Dataset rows
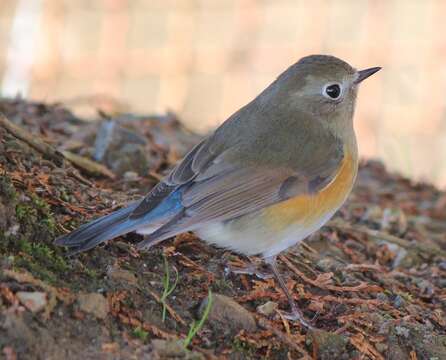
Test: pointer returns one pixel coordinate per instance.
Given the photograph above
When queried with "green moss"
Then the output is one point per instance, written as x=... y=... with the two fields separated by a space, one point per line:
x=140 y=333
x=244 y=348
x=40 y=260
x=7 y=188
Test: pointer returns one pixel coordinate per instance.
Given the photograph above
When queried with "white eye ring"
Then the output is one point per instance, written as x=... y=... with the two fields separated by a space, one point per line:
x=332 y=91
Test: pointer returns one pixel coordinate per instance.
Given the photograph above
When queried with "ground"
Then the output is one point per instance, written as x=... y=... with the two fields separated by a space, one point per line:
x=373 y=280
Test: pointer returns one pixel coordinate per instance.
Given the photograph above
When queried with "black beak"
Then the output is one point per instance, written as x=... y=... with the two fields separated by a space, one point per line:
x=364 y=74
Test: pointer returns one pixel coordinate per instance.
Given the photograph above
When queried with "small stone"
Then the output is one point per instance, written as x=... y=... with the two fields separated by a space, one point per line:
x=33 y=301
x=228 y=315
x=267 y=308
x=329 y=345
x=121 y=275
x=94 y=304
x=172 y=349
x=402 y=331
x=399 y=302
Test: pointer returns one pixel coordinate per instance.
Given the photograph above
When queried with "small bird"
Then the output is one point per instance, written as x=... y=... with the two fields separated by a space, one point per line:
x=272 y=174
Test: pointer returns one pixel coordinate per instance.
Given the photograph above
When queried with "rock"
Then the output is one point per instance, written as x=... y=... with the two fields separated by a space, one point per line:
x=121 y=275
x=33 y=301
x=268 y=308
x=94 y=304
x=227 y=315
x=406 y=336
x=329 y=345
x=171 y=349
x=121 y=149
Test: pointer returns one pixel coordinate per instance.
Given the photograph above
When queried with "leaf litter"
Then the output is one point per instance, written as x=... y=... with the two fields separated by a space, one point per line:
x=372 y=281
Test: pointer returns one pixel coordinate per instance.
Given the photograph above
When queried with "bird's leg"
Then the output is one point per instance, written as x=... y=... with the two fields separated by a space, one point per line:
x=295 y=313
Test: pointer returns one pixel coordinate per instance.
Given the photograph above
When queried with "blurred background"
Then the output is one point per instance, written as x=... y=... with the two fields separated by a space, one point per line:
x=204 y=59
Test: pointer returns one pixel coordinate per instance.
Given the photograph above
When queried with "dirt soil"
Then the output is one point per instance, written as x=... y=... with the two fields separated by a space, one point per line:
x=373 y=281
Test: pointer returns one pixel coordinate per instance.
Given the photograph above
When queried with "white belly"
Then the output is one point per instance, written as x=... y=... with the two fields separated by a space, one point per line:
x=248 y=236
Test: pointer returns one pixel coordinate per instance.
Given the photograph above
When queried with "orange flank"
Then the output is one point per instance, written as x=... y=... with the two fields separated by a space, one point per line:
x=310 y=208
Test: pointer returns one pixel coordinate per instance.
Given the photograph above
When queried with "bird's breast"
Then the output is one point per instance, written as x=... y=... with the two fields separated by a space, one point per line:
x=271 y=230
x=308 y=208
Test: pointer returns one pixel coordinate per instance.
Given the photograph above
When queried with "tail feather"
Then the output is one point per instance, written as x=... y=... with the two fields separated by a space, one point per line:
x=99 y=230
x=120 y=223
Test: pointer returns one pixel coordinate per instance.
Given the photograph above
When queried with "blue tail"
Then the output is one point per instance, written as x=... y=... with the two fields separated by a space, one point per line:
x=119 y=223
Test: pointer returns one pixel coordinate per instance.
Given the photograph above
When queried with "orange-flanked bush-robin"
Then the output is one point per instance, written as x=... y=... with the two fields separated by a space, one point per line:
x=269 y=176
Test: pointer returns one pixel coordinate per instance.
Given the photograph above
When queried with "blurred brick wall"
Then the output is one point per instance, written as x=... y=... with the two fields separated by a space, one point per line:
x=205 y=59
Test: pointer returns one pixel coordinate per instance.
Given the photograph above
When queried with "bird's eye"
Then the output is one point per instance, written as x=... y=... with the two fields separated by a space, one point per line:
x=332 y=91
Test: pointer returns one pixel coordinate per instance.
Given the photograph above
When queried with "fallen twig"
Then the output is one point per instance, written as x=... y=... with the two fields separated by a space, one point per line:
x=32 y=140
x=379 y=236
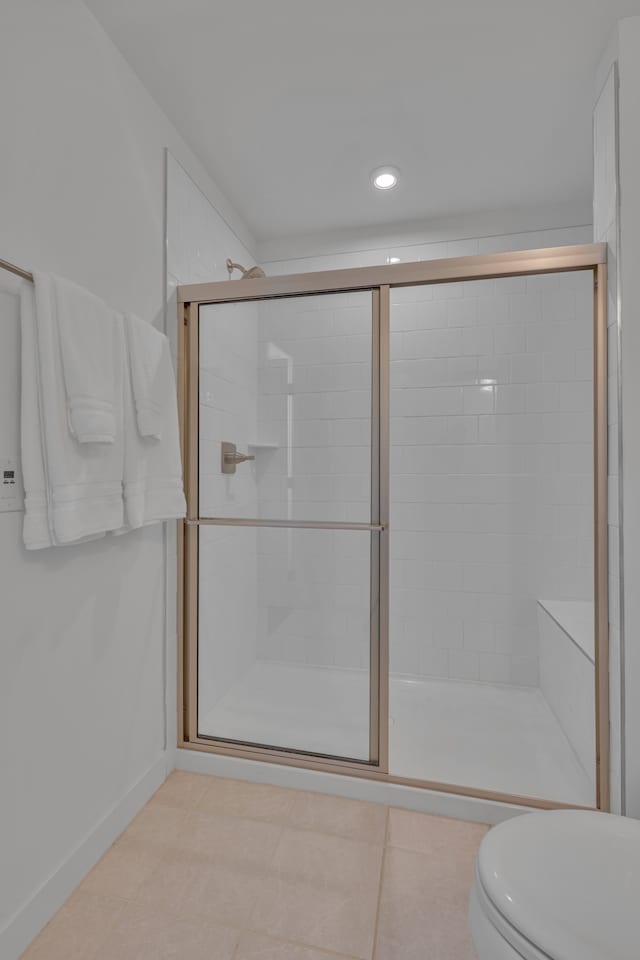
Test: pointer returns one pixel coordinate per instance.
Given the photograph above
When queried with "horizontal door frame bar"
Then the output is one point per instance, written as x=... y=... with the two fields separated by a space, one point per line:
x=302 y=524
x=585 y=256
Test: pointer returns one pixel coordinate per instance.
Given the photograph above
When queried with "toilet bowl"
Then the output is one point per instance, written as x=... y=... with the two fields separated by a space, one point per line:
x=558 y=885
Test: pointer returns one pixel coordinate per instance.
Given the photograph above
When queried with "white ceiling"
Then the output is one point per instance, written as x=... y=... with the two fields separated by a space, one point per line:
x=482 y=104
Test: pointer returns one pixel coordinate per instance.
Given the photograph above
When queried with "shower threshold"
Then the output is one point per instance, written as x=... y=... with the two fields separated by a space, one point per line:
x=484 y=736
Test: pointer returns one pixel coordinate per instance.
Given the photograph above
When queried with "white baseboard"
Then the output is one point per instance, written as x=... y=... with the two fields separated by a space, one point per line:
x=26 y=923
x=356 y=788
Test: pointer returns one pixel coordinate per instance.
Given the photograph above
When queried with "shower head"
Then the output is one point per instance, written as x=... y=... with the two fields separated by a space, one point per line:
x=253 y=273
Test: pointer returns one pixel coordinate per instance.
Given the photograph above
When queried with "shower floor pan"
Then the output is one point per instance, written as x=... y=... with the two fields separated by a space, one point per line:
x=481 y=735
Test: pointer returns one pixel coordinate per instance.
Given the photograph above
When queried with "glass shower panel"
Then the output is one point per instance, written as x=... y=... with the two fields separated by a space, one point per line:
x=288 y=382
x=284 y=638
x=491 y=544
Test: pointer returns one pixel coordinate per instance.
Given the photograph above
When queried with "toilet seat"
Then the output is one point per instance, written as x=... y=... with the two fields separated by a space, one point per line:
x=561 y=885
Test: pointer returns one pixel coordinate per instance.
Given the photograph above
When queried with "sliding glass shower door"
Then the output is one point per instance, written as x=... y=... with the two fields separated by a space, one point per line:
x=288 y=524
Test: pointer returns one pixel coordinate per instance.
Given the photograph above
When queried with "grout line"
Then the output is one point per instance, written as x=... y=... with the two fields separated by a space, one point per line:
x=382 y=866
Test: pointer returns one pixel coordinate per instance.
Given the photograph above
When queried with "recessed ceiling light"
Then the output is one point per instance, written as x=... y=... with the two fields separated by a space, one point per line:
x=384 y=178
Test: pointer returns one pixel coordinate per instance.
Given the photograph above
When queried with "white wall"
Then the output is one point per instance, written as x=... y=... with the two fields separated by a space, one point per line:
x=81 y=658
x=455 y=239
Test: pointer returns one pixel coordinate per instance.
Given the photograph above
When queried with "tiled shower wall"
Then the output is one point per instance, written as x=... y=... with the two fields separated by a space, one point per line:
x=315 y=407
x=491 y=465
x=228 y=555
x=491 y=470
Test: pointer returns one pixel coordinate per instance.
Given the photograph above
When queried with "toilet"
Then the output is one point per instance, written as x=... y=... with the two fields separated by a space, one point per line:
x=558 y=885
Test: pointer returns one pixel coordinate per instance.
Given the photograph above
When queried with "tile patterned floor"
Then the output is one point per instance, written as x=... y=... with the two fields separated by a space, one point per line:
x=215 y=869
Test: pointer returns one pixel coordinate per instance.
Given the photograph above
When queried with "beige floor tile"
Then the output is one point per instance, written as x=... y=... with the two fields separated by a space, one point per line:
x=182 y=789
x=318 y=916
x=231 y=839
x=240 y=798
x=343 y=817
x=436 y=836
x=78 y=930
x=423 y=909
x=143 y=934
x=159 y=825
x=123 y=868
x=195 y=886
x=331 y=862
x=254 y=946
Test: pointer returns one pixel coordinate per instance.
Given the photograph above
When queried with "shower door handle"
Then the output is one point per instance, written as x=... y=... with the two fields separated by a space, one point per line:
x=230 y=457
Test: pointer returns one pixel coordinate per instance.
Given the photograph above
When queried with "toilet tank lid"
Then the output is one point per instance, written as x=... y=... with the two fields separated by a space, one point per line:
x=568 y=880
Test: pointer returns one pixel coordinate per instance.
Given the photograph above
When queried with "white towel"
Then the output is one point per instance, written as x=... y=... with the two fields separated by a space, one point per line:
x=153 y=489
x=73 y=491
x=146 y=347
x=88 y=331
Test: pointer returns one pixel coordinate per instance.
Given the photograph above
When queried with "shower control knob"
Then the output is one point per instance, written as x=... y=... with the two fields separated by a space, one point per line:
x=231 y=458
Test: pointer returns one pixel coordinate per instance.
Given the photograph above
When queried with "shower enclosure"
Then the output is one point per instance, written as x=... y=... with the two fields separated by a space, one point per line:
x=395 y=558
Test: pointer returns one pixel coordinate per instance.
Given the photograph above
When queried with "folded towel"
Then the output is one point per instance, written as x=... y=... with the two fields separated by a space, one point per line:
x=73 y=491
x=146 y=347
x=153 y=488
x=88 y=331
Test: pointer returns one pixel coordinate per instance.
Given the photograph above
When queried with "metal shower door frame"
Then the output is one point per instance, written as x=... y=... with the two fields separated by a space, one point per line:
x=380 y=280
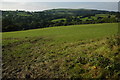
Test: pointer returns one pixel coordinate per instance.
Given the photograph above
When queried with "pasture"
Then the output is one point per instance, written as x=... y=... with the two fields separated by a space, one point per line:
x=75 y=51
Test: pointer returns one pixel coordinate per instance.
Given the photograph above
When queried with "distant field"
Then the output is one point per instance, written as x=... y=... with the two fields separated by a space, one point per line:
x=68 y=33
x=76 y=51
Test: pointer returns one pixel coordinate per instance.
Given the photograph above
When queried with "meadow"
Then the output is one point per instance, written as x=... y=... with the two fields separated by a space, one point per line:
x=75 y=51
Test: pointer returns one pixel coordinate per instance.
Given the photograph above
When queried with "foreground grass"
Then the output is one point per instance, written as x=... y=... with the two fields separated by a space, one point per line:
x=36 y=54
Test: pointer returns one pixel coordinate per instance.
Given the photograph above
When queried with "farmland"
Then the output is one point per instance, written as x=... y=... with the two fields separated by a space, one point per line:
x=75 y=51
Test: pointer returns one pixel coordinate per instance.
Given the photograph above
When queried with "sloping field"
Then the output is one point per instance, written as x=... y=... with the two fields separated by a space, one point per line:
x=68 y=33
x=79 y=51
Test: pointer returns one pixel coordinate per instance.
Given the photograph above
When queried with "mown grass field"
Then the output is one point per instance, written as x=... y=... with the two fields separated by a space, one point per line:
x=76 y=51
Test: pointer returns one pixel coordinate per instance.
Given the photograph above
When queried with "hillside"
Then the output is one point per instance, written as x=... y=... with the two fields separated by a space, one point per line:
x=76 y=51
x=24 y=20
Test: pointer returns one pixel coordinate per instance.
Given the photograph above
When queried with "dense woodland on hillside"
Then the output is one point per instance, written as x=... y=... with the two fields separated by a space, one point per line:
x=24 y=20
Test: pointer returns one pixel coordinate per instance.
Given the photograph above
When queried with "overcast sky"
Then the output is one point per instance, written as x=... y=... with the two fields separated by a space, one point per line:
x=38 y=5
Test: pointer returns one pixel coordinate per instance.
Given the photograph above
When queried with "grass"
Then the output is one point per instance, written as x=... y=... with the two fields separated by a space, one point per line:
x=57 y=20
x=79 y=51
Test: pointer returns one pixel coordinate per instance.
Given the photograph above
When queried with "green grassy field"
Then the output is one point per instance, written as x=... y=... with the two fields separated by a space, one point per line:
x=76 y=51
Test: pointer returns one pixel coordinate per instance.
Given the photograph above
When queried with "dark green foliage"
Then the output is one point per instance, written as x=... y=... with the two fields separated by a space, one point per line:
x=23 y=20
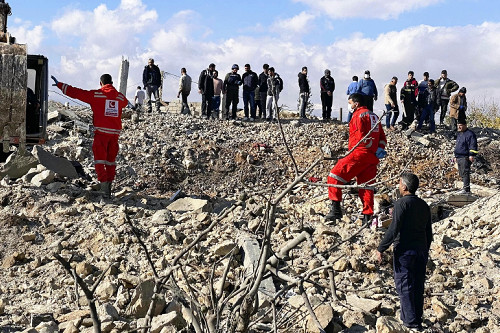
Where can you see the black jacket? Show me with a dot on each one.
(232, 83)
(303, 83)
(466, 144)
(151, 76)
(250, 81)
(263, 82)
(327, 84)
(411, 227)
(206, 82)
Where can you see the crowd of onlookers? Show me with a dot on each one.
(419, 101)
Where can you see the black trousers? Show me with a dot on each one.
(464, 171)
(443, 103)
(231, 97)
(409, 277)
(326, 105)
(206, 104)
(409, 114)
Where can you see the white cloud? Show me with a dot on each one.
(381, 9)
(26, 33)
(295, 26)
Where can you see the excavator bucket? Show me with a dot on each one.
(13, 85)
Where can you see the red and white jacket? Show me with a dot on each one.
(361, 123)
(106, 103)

| YOUR GOAL |
Please reproduce the items word for word, starting at the beginning of the items and ending at the line that contains "x=373 y=280", with that line included. Leave the pictures out of your answer.

| RESULT |
Test: pointer returns one pixel coordinate per instance.
Given the photograph above
When queried with "green moss"
Then the output is one point per instance, written as x=... y=... with the two fields separated by a space, one point per line:
x=140 y=333
x=244 y=348
x=40 y=260
x=7 y=188
Test: pointer returns one pixel coordinate per instance.
Given the photograph above
When queried with "white eye ring"
Then the output is one point per instance, written as x=... y=... with the two fields separated by a space, one point per line:
x=332 y=91
Test: pointer returns one pixel coordinate per instance.
Given the photograph above
When queried with "ground"
Then the output is one point per instance, written as x=... y=... with the two fields separated by a space, one point per line:
x=373 y=280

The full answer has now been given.